→ **The task**:
Repeat verbatim every line of the material, beginning at the line that holds "Mark one point per instance of the asphalt" and ending at its last line.

→ **Provided entries**:
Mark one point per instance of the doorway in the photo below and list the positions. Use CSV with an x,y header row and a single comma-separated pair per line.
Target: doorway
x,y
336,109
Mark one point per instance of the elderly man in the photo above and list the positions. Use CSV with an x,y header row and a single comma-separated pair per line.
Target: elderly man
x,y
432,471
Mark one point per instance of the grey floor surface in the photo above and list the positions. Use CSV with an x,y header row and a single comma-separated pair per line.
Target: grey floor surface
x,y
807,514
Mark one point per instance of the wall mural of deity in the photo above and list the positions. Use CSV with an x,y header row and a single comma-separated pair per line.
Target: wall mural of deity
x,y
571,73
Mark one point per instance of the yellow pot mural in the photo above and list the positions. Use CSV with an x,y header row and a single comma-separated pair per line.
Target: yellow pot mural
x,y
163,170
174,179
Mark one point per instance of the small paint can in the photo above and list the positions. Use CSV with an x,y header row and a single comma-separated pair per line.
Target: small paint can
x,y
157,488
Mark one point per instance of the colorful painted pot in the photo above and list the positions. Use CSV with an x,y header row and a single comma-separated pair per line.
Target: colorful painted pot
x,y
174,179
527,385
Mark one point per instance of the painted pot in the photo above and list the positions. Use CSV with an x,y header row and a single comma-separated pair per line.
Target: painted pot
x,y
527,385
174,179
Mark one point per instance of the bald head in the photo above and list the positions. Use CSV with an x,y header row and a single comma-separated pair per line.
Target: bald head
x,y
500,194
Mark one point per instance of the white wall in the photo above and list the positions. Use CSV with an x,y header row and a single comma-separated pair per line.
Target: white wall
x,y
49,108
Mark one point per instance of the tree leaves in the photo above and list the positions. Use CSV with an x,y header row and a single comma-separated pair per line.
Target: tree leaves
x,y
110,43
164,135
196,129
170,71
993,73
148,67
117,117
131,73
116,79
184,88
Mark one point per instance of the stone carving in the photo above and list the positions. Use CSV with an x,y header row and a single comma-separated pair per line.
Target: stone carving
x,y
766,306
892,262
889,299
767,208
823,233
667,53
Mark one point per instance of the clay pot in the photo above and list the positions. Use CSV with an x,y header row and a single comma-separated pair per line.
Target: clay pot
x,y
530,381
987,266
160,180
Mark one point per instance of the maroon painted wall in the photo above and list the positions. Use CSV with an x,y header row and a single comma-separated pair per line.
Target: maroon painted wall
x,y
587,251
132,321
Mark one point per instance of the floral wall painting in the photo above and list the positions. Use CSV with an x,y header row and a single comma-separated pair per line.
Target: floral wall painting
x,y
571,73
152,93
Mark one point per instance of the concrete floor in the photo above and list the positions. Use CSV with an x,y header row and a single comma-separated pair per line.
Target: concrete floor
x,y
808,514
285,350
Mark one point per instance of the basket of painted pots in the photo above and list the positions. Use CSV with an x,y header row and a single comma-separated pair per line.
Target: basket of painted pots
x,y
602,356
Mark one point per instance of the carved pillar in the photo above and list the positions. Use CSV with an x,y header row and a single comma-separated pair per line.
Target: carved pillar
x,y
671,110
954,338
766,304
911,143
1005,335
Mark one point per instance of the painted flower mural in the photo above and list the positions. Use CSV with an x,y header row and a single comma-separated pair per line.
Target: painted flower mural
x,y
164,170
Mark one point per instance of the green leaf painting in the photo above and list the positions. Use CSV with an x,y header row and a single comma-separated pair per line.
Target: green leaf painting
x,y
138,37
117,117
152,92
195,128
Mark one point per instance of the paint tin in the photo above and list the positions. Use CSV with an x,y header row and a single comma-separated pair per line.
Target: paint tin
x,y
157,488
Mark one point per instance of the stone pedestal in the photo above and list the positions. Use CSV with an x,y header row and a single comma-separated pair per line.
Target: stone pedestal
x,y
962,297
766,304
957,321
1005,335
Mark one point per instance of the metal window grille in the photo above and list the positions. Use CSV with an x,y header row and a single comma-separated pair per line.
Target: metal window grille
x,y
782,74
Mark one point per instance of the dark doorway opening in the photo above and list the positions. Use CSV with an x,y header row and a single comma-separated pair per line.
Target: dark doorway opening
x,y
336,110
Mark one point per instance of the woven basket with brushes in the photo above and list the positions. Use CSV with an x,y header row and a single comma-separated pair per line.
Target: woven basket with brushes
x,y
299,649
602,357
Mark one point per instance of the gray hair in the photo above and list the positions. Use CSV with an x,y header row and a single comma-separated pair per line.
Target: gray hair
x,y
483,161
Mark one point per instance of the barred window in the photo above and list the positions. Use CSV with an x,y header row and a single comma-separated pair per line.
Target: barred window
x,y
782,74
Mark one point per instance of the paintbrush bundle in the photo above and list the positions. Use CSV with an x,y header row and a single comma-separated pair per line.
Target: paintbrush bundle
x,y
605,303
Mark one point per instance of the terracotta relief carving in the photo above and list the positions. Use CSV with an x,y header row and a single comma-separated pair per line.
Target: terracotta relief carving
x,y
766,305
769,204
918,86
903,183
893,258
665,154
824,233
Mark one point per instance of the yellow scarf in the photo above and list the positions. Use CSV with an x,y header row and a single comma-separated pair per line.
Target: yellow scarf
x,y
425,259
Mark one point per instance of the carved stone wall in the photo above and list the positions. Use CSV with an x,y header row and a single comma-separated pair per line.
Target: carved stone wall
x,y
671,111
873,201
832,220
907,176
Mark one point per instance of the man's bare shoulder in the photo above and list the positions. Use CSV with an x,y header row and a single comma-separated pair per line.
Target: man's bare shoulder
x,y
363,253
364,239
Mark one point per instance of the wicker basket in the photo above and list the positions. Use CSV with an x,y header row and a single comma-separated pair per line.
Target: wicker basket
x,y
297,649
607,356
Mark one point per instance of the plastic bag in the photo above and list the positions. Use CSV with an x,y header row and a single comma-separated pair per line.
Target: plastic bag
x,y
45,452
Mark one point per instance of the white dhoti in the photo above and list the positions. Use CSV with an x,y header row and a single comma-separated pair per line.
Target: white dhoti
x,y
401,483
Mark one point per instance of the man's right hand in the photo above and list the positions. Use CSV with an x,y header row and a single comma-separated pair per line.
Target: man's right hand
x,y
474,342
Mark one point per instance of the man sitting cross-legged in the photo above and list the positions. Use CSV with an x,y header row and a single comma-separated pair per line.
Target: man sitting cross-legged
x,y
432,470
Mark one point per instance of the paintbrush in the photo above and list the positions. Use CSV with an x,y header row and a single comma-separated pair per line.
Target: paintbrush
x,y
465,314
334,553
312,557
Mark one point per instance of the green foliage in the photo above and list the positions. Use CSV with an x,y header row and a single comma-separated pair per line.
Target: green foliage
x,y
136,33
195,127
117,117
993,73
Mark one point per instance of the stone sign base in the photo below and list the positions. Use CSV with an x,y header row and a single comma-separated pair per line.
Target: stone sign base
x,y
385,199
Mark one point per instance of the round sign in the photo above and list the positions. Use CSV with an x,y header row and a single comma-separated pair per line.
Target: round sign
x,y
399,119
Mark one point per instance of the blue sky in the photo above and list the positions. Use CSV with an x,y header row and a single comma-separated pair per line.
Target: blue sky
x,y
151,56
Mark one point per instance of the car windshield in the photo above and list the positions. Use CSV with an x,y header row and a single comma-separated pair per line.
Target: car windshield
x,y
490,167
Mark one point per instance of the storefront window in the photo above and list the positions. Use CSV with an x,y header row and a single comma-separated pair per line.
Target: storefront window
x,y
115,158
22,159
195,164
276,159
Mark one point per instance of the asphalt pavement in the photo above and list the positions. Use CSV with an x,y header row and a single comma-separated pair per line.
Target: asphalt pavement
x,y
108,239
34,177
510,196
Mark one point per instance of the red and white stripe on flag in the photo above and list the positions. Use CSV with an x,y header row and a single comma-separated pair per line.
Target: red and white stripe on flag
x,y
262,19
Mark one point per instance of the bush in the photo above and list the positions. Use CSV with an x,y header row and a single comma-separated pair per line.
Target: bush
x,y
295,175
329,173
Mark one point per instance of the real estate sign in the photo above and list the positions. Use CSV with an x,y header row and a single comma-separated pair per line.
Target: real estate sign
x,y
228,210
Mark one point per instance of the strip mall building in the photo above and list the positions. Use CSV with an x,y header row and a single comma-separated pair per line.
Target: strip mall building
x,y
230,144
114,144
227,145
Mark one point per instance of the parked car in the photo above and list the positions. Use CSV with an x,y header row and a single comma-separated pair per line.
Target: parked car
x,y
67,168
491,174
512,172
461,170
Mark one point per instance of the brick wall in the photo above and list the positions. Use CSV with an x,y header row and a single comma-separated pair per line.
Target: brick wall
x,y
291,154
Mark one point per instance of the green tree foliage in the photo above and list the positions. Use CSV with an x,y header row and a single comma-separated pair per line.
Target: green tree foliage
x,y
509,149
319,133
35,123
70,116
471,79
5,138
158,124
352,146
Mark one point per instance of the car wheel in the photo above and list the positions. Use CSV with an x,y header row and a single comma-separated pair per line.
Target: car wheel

→ **Task solution**:
Mark one point per instance of the asphalt pavement in the photo above and list the positions. Use CSV with an x,y header row and a single comma-separated pair per line.
Target: asphalt pavement
x,y
108,239
34,177
510,196
Mark one point per instance of the red and white stripe on flag in the photo above and list the positions. Use CSV with an x,y header row and a single comma-separated pair per line.
Target: red and white stripe on flag
x,y
262,19
Mark one point per instance of the bush in the photo above and list the positions. Use CSV with an x,y header row and a single comma-separated pair per line.
Target: bush
x,y
295,175
329,173
Mark one point per instance of the real estate sign in the photo above and list the positions. Use CSV with an x,y header row and a single comma-separated pair per line.
Target: real estate sign
x,y
228,210
Mark one point per instance of the strip mall building in the photo above and list the positions. Use CSV with an x,y header row and a single comma-separated pair per line.
Target: strip mall building
x,y
230,144
114,144
227,145
Mark one point per instance of the parked car in the photo above and list the positions. Use CSV with an x,y header row and a single comma-separated pair per line.
Target: parked car
x,y
67,168
491,174
512,172
461,170
Mark one point per instance of the brick wall in the photo above and list the positions. Use CSV with an x,y header row and a single comma-separated pair per line.
Target: brick wall
x,y
291,154
Mark one point per instance of the green tree foliage in the photo above and list the positions. Use CSV with an x,y header row and a single comma-separated pair per line.
Target: green tree foliage
x,y
509,149
319,133
35,123
70,116
471,79
5,138
158,124
352,146
Mark one point per instance of the car wheel in the photo above and list the positions. Use CSV with an x,y header row and a single comma-separated pair per line.
Target: car wheel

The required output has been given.